#### [Problem description]
Rescale the entries below by writing out every line again, requests included. Multiply each point coordinate in the answers by 0.9 and round it to the nearest whole number, rounding halves up.
╭─ Supplied material
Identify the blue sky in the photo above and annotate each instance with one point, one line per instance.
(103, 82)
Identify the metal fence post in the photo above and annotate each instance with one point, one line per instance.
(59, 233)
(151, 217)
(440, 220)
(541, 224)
╰─
#### [Task result]
Identify the blue sky in the photo above and annotate each instance with one point, one line per instance.
(93, 74)
Identify the metal fence post in the photo above and annotate each instance with one point, one line per instance.
(53, 210)
(136, 195)
(396, 198)
(487, 202)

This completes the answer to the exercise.